▶ _Directions_
Exactly reproduce all the records, keeping pictures out of the copy.

=== Begin Enclosure ===

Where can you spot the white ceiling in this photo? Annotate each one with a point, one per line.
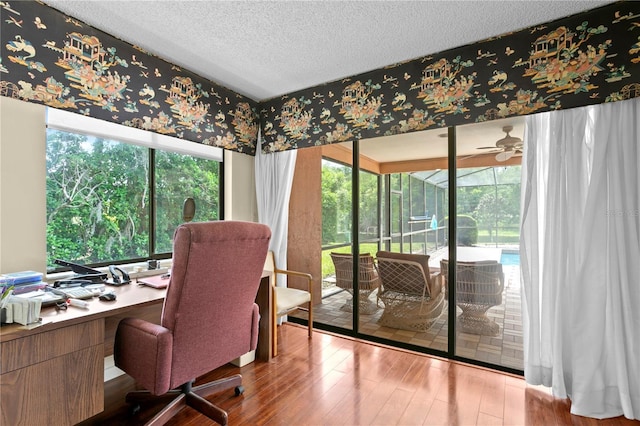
(264, 49)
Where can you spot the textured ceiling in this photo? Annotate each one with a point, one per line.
(264, 49)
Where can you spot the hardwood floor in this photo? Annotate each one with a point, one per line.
(333, 380)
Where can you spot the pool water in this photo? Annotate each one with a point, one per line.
(510, 259)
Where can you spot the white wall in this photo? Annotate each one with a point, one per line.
(23, 186)
(239, 187)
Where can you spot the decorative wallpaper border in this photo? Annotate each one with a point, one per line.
(584, 59)
(54, 59)
(588, 58)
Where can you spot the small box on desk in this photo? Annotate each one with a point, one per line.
(22, 277)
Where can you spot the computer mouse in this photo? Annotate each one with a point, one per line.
(107, 296)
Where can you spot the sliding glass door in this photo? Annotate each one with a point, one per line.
(400, 228)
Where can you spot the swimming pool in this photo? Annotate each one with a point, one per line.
(510, 258)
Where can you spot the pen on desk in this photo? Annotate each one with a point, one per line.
(78, 303)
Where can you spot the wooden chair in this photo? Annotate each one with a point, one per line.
(413, 297)
(367, 283)
(287, 299)
(479, 287)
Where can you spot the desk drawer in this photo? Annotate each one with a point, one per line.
(40, 347)
(61, 391)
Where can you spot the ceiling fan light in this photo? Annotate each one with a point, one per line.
(504, 155)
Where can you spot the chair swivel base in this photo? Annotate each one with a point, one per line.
(193, 397)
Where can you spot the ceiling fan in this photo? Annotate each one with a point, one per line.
(506, 147)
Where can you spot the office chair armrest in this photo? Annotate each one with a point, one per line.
(143, 350)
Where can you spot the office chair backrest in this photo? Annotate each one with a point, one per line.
(209, 305)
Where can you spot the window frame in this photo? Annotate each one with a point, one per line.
(91, 127)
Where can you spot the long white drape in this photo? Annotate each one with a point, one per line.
(580, 256)
(274, 177)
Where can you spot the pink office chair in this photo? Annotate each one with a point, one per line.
(209, 318)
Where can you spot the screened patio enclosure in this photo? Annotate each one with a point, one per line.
(400, 203)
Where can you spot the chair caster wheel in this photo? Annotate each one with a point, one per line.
(135, 409)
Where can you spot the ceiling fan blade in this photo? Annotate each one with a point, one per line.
(505, 155)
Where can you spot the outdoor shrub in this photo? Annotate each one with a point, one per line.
(467, 230)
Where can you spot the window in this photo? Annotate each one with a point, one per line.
(115, 194)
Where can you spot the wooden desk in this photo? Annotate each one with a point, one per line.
(54, 374)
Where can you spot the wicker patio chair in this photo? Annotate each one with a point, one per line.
(479, 287)
(413, 297)
(368, 280)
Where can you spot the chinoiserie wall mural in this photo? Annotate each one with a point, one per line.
(587, 58)
(53, 59)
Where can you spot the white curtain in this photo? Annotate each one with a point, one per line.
(274, 177)
(580, 256)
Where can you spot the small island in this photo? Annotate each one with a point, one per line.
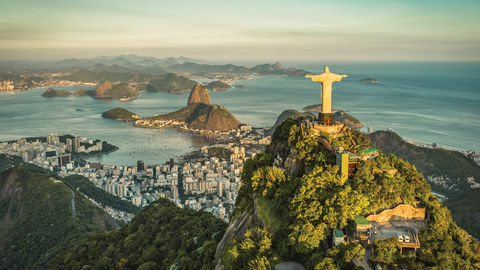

=== End Enclosure ===

▶ _Answer area_
Where can you spot the white ceiling in this photo? Annotate each one with a point, one per line.
(264, 49)
Where can you spot the textured ceiling in this photo? Annotate each one with a point, one per line.
(264, 49)
Where can you spot the hardwood floor in this photo? Annotate each one with a point, one per line.
(333, 380)
Where can you spot the pool water in this photo? Annotate each one with a point, one per line.
(510, 259)
Where can you spot the white wall in this photo? Annotate each one with a point, one per line.
(23, 186)
(239, 187)
Where can you spot the decorative wallpaper border in this photo? Annotate each one with a point, one per line.
(584, 59)
(54, 59)
(588, 58)
Where can you spot the small box on desk in this photo? Annotate each one with a point, one per line.
(22, 277)
Where can you spot the computer mouse in this photo? Annotate each one with a point, one per line.
(107, 296)
Where can you spot the sliding glass door in this photo? Annotate each one with a point, one per line.
(400, 228)
Where can you spot the swimming pool in this photo? Annotate each one with a point, one per line.
(510, 258)
Where can you spot the pen on desk in this photo? Annotate each one with a point, one per line.
(78, 303)
Where can you spot the wooden chair in this photo? Annotate each one with a point, one per line.
(413, 297)
(367, 283)
(287, 299)
(479, 287)
Where can you spot the desk drawer in this photo? Annotate each one with a point, one per line.
(40, 347)
(61, 391)
Where can you spot the ceiling fan light in this photo? Annotate each one with a point, one per line.
(504, 155)
Where can you spot the chair swivel base in this photo? Annotate each one with a point, one per line.
(193, 397)
Where can you spot the ceiling fan in this photo? Annotate each one with a point, one per line.
(506, 147)
Where can you spot the office chair armrest in this photo? Annotate each one with a point, one per line.
(143, 350)
Where can you spot the office chair backrest in this photo? Annotate each one with a point, one per line.
(209, 305)
Where can you spot the window frame in this photo? Annotate each one with a point, one per line.
(91, 127)
Where can you spot the long white drape in this photo? Annotate each one with a point, one per line.
(580, 256)
(274, 177)
Where can you spot the pink office chair in this photo? Annotate each one with a point, one per line.
(209, 318)
Where can you spot the screened patio enclosure in this photo? Annotate each one with a point, one per line.
(400, 203)
Where can you spot the chair caster wheel in this photo? Annotate each one with a point, one per line.
(135, 409)
Where can you spot the ceiling fan blade in this photo? Annotate each one with a point, one per line.
(505, 155)
Where can you spot the outdoor shrub in this photo? Annotate each one with a point, one per line.
(467, 230)
Where can you spot the window in this photo? Annotate each one with a point, one per line.
(115, 194)
Where can you spot the wooden desk in this photo? Annotate each one with a point, one per line.
(54, 374)
Where can you spot the wicker patio chair in this photo? Annotate each one with a point, one per line.
(479, 287)
(413, 297)
(368, 280)
Where can you spot the chinoiserie wall mural in this photo? Annotate each one with a point, one per line.
(587, 58)
(53, 59)
Where can you spot the white curtain in this photo? Annotate each one with a point, one per line.
(274, 177)
(580, 256)
Where can you spot the small island in this photo? Annotate each one with a point, one per line.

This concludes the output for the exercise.